**EXERCISE GOAL**
From the first line below to the last, reproduce the material exactly and leave out the images.

**DATA RECORDS**
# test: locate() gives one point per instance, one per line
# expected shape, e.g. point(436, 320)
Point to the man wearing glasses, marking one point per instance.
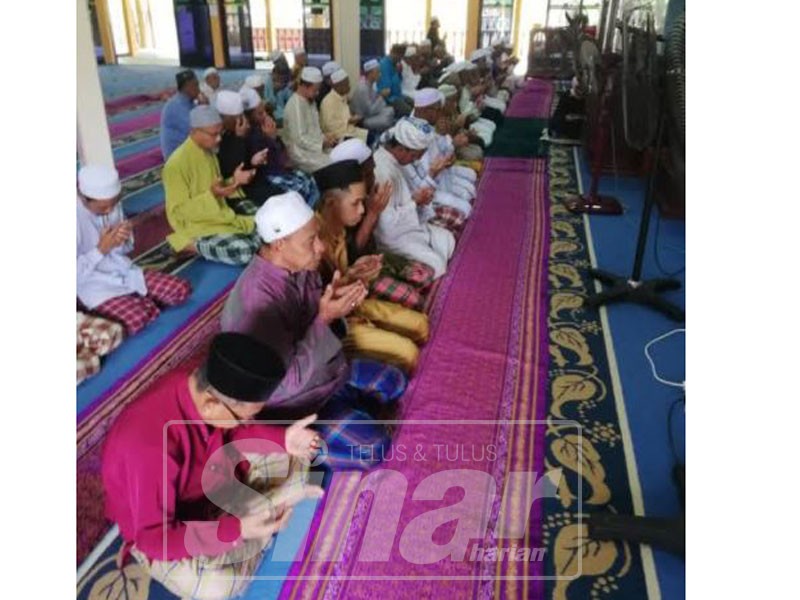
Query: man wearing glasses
point(208, 215)
point(182, 464)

**EXERCISE RESPONSE**
# test: locate() gives one point per instance, one per line
# expected shape, e.g. point(436, 320)
Point to the man wearing glasses, marking one point per instance.
Query: man wearing glasses
point(208, 215)
point(182, 464)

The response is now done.